■ REQUIRED WORK
Count how many lines of the data include "form". The answer is that number and nothing else.

■ EXCERPTED RECORDS
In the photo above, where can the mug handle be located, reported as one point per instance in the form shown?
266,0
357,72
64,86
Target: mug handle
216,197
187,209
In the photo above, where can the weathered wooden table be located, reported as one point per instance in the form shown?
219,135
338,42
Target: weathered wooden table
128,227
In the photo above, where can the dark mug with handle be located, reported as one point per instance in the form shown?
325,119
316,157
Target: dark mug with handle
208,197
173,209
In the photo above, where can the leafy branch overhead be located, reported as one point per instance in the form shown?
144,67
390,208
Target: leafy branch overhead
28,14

==

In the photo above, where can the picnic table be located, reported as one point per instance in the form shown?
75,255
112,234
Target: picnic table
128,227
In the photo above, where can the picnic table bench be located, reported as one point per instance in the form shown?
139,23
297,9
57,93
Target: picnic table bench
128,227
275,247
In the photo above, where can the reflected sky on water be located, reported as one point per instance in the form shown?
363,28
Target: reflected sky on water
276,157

■ RESPONSE
7